[TEXTE DE L'ARTICLE]

·····

Patrimoine • LABELLISÉE « VILLE D'ART ET D'HISTOIRE », AUXERRE SÉDUIT LES VISITEURS PAR SON PATRIMOINE HISTORIQUE PRESTIGIEUX. MAIS LA VILLE INTRIGUE AUSSI PAR LES RUMEURS QUI CIRCULENT DEPUIS DE NOMBREUSES ANNÉES AUTOUR DE SON SOUS-SOL. INFO OU INTOX ?
VRAI GRUYÈRE, FAUX SOUTERRAINS
CERTAINES CROYANCES ONT LA VIE DURE: C'EST LE CAS DE CELLE QUI VOUDRAIT QU'UN DÉDALE DE SOUTERRAINS AIT EXISTÉ SOUS LA VILLE, PERMETTANT DE PASSER D'UN QUARTIER À L'AUTRE, VOIRE DE FUIR EN CAS D'INVASION. EXPLICATIONS.
« Lorsqu'il y a quelques années, un effondrement s'est produit place Saint-Mamert, beaucoup de gens étaient persuadés que c'était à cause des souterrains », confirme Juliette Didierjean, directrice des services culturels d'Auxerre et ancienne responsable du patrimoine.

·····

(Entrées du jeu de données)
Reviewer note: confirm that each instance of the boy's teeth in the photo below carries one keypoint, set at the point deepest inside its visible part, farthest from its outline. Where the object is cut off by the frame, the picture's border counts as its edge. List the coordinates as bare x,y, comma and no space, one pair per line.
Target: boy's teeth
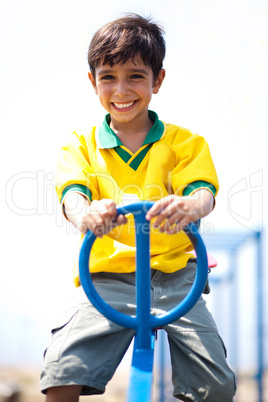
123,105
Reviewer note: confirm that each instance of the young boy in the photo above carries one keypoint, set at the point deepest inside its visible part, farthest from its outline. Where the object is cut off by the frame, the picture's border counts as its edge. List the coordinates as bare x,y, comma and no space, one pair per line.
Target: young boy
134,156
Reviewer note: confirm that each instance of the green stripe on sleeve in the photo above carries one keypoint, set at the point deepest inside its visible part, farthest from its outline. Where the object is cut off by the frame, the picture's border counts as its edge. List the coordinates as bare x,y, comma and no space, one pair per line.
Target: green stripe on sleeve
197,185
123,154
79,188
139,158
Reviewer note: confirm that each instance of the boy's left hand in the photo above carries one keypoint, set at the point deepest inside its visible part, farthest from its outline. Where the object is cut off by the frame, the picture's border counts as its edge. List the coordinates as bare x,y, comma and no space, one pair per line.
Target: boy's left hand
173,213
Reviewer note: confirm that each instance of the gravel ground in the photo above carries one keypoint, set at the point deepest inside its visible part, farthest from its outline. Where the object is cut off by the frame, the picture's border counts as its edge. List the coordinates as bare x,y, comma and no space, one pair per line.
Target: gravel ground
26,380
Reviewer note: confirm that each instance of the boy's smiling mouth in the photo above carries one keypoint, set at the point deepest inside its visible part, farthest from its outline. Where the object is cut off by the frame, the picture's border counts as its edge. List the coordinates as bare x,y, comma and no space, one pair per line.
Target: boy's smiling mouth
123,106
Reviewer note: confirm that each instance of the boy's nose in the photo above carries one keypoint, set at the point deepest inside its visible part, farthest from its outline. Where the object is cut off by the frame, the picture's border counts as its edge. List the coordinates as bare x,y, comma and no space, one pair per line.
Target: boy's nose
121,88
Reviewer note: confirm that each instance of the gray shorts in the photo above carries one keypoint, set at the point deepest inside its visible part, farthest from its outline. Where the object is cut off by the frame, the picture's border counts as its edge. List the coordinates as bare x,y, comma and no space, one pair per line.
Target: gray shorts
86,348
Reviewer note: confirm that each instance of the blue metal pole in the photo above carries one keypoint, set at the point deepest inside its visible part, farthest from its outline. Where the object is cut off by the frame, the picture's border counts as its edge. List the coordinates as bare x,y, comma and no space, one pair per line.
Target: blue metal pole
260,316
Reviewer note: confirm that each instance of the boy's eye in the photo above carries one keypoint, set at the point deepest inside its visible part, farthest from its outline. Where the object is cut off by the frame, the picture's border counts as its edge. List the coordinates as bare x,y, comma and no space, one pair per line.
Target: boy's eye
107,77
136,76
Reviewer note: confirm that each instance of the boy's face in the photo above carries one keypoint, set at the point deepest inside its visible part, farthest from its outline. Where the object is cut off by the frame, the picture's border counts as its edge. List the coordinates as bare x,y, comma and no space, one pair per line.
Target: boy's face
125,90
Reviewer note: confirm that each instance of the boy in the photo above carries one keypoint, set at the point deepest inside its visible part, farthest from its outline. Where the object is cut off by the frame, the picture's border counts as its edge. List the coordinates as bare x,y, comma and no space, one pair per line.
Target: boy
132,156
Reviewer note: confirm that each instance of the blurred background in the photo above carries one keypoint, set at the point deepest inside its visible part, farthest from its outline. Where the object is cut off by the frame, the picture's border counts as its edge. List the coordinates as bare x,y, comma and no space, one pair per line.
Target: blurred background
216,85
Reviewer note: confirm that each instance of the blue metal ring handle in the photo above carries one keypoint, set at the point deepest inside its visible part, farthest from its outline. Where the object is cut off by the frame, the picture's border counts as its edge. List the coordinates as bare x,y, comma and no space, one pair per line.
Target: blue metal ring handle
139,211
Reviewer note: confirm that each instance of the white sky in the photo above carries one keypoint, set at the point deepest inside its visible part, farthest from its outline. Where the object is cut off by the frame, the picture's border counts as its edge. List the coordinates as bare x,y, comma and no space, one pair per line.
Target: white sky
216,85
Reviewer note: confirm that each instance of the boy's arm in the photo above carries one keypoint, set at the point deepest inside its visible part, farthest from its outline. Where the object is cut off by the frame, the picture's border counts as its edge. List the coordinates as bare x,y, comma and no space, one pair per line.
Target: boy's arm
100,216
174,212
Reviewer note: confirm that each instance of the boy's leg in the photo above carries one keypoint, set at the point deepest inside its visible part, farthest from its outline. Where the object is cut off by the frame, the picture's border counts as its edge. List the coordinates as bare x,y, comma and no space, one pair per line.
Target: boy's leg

·····

[ÉNONCÉ DU PROBLÈME]
Prolongez l'article sur les rumeurs de souterrains sous Auxerre, juste après sa dernière phrase.

[RÉSULTAT]
INFO : le sous-sol d'Auxerre est bien constellé de trous, caves et galeries en tous genres. « Il s'agit d'anciennes carrières, qui ont servi à l'extraction de pierres de construction et témoignent du génie des Auxerrois pour exploiter la pierre en souterrain. Une grande partie datent du Moyen Age, mais on se demande maintenant s'il n'y en a pas de plus anciennes », affirme Fabrice Henrion, archéologue au Centre d'études médiévales (CEM), une association en lien avec le CNRS implantée à Auxerre. Des carrières qui ont par la suite été réutilisées en caves, en latrines ou bien abandonnées. Le sous-sol d'Auxerre regorge aussi de « vinées » : ces caves, qui servaient à stocker du vin, communiquaient bien souvent entre elles, ce qui a alimenté la rumeur des « souterrains ».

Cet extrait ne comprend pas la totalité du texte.